Text excerpt >>
━━━━━━━━━━━━━━━━━━━━━━━━━━━━━━

The alternative is ugly, and we all know the real goal behind the recall petition and any demand for my resignation. We can acknowledge the short list of who would likely succeed me if I were to resign, since it has been a goal of some to force my resignation from day one of my administration, as admitted by council member Bob Michalson on multiple occasions. This recall is a direct effort to put “their guy” in office.

Your choice and vote will be reversed, and your voice silenced. Upon resignation, you will not have a vote in who replaces me, the person you chose to lead this community forward. Once the vacancy exists, it is the Town Council who will appoint someone to fill the vacancy until the next general election. This means that person could hold the office for over a year before an election would reverse whatever decision the council makes in appointing the vacancy.

Your mayor is stronger than you think. Misinformed detractors will claim that we have a “weak mayor” form of government. In truth though, the mayor has certain powers and authorities that put us in a “strong mayor” category of the council-mayor form government. For example, the office of mayor has the power to exercise absolute control over all departments and divisions of the town. Laws and technical terms aside, you elected me during a time when what we had for representation in Town Hall wasn’t working. The community chose to restore the same responsible management and accountability that existed under previous successful administrations by electing me. We knew it would be hard, and we knew it would require change. What we are experiencing today is that change, the hardest kind where upstanding values and high morals clash with mismanaged ego’s and clandestine motives. My resiliency, integrity, and commitment to the best outcome possible for our community is what has kept me strong and in office through what we thought were our worst days.

━━━━━━━━━━━━━━━━━━━━━━━━━━━━━━

To-do list >>
[1] How would you render this sentence from the mayor's recall statement in Spanish: "Your choice and vote will be reversed, and your voice silenced."?
[2] Could you go on with the mayor's recall statement, picking up right after its final sentence?
The material that comes next has nothing to do with the mayor's recall statement.

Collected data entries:
━━━━━━━━━━━━━━━━━━━━━━━━━━━━━━

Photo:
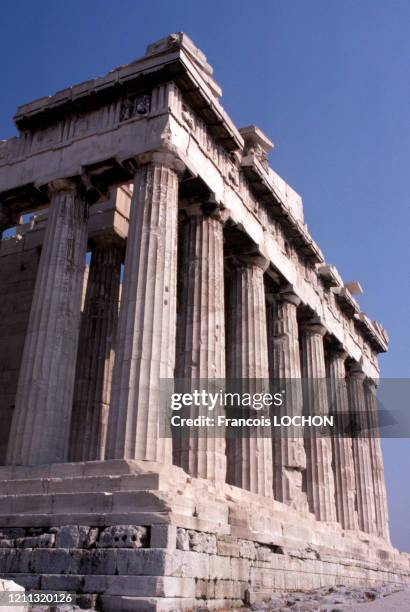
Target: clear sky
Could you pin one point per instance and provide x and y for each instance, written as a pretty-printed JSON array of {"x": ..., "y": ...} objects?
[{"x": 329, "y": 83}]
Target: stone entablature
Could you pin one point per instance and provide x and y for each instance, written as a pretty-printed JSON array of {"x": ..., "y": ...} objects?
[
  {"x": 131, "y": 116},
  {"x": 205, "y": 224}
]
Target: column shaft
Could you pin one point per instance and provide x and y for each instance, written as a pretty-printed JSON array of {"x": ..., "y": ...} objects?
[
  {"x": 376, "y": 458},
  {"x": 145, "y": 351},
  {"x": 361, "y": 453},
  {"x": 343, "y": 467},
  {"x": 249, "y": 457},
  {"x": 95, "y": 355},
  {"x": 201, "y": 337},
  {"x": 289, "y": 458},
  {"x": 41, "y": 420},
  {"x": 319, "y": 475}
]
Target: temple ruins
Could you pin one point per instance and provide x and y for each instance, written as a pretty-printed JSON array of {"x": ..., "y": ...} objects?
[{"x": 199, "y": 266}]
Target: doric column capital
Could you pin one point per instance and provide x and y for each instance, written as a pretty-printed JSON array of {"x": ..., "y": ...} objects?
[
  {"x": 69, "y": 185},
  {"x": 253, "y": 260},
  {"x": 204, "y": 207},
  {"x": 371, "y": 384},
  {"x": 337, "y": 353},
  {"x": 165, "y": 157},
  {"x": 314, "y": 325},
  {"x": 288, "y": 295}
]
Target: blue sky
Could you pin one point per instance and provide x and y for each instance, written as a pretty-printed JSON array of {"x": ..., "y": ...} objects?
[{"x": 329, "y": 82}]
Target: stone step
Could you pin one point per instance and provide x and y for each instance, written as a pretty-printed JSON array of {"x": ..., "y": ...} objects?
[
  {"x": 84, "y": 503},
  {"x": 81, "y": 484}
]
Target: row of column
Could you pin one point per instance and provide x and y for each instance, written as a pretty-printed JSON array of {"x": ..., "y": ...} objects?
[{"x": 299, "y": 472}]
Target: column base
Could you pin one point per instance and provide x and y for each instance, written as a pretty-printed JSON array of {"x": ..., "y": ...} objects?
[{"x": 135, "y": 535}]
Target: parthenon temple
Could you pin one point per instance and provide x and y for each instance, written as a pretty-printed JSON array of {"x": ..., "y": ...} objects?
[{"x": 146, "y": 237}]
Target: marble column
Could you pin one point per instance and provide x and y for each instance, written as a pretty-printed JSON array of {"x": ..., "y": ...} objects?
[
  {"x": 319, "y": 474},
  {"x": 361, "y": 452},
  {"x": 41, "y": 420},
  {"x": 289, "y": 458},
  {"x": 95, "y": 354},
  {"x": 145, "y": 351},
  {"x": 376, "y": 458},
  {"x": 201, "y": 334},
  {"x": 249, "y": 457},
  {"x": 343, "y": 466}
]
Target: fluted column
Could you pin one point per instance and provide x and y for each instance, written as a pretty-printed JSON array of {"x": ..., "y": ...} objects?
[
  {"x": 319, "y": 475},
  {"x": 361, "y": 452},
  {"x": 289, "y": 458},
  {"x": 95, "y": 354},
  {"x": 249, "y": 457},
  {"x": 376, "y": 458},
  {"x": 201, "y": 334},
  {"x": 145, "y": 347},
  {"x": 41, "y": 420},
  {"x": 343, "y": 466}
]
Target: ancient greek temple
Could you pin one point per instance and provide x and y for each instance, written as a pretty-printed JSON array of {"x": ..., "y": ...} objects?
[{"x": 145, "y": 237}]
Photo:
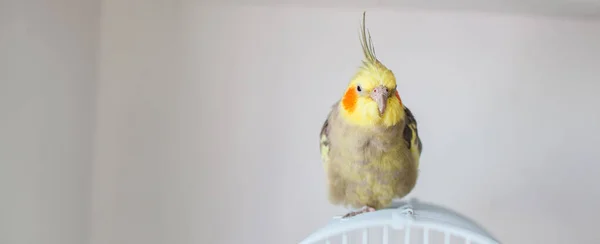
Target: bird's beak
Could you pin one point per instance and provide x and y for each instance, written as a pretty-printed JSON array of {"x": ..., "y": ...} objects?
[{"x": 380, "y": 95}]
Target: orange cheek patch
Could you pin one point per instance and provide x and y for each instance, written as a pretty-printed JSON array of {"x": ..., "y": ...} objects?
[{"x": 349, "y": 100}]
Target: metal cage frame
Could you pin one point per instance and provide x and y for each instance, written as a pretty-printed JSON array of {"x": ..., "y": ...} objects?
[{"x": 405, "y": 216}]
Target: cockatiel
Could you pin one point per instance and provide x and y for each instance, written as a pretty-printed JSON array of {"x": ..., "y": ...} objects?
[{"x": 369, "y": 142}]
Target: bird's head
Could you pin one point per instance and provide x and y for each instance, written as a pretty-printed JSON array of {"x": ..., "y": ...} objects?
[{"x": 371, "y": 97}]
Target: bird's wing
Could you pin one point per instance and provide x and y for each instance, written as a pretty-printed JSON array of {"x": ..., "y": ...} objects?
[
  {"x": 324, "y": 140},
  {"x": 411, "y": 135}
]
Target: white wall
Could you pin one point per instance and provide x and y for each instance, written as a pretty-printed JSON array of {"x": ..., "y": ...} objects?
[
  {"x": 47, "y": 95},
  {"x": 208, "y": 119}
]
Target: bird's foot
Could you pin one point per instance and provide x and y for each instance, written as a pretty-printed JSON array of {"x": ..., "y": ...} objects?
[{"x": 354, "y": 213}]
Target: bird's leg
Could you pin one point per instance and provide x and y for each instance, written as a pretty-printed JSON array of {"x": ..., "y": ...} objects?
[{"x": 365, "y": 209}]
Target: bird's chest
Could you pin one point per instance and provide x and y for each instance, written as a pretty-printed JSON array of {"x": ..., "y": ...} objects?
[{"x": 369, "y": 148}]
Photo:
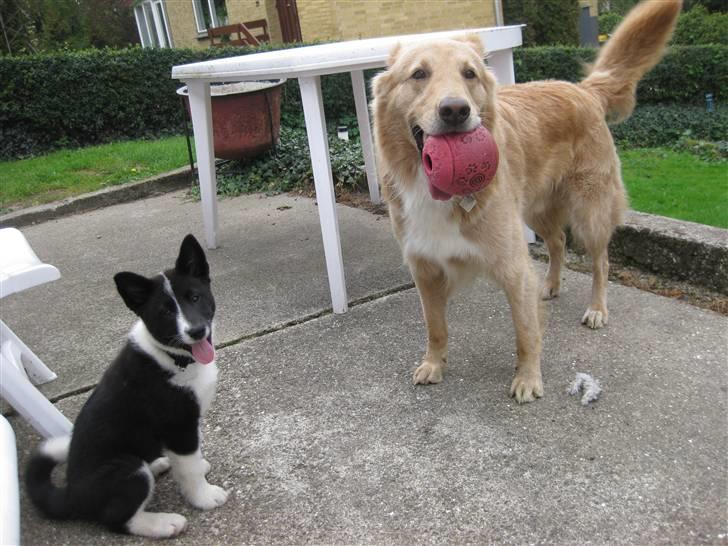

━━━━━━━━━━━━━━━━━━━━━━━━━━━━━━

Expected results >>
[1] Su elección y su voto serán revertidos, y su voz, silenciada.

[2]
Deceitful politics aside, there is much more to accomplish together as we usher in an era of growth and improved livability for our community. The staff and I are driven to continue working with members of the Town Council in materializing your aspirations for more open, responsive and sustainable government. We are accomplishing so much together; we cannot let irrelevant issues and ridiculous accusations with no basis impede the progress we have made.